WORK TO BE COMPLETED:
Find the word "tree" in the records and copy every line where it occurs.

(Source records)
---+---
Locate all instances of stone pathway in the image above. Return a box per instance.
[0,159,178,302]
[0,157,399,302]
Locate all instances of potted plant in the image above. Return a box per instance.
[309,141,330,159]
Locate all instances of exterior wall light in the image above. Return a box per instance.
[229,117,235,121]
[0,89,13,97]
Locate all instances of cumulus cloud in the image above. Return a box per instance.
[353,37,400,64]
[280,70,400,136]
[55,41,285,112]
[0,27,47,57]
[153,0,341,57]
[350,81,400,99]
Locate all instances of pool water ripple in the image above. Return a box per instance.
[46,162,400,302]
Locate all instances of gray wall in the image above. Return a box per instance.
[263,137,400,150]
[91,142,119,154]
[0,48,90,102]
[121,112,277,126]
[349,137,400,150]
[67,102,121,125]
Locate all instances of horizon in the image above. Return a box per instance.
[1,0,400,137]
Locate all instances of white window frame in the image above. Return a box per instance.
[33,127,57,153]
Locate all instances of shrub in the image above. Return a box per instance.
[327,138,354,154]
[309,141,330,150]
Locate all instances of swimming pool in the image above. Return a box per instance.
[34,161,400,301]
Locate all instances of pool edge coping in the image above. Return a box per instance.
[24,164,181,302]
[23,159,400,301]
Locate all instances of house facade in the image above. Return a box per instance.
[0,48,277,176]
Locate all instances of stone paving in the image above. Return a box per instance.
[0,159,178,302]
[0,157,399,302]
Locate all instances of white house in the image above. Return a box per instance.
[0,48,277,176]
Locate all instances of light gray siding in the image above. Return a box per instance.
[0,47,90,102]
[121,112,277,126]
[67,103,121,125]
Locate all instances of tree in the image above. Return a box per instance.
---+---
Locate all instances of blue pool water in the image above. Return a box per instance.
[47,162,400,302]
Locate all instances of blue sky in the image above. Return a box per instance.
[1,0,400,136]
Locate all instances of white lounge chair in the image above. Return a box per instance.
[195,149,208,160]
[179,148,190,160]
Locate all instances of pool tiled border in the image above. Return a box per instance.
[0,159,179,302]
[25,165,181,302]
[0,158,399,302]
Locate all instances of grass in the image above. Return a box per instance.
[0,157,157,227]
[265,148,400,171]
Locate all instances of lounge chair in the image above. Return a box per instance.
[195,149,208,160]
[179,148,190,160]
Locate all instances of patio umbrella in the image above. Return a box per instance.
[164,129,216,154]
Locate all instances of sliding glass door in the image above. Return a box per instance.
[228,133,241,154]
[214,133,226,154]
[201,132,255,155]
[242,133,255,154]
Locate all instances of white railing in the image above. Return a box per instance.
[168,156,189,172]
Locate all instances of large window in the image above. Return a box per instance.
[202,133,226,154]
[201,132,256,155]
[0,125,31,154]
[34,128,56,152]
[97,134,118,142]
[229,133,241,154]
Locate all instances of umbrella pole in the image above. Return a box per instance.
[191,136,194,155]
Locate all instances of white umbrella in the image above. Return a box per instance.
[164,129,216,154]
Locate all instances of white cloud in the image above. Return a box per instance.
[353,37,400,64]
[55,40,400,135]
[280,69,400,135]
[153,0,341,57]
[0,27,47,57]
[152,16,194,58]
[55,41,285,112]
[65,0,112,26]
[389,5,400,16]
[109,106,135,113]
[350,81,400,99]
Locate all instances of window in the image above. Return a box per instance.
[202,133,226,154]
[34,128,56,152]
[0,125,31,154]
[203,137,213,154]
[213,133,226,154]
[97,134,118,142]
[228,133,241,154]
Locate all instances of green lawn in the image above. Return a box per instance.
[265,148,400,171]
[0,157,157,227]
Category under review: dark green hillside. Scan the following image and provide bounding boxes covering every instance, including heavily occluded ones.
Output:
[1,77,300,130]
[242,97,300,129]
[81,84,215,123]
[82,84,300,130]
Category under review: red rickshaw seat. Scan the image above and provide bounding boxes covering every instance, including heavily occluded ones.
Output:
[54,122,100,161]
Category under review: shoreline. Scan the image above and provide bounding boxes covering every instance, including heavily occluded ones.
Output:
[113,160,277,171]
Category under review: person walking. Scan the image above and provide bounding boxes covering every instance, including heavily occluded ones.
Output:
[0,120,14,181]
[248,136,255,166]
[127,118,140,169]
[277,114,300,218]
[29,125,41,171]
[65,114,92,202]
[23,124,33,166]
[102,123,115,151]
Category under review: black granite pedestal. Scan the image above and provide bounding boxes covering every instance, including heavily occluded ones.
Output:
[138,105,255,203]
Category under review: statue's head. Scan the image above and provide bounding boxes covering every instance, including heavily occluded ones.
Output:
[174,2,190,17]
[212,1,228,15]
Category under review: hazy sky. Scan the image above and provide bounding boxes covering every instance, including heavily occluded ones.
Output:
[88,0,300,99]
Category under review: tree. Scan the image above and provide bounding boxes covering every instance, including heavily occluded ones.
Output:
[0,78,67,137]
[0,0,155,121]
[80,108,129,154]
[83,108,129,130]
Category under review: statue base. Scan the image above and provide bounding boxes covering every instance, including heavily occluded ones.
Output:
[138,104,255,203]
---+---
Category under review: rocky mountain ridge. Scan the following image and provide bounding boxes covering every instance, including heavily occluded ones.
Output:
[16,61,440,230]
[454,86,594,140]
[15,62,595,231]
---+---
EXERCISE ANSWER:
Locate all instances of tree in the image above. Return a box per instance.
Category under review: tree. Scan the image above and provide bounding boxes covering every instance, including heavily occluded ones.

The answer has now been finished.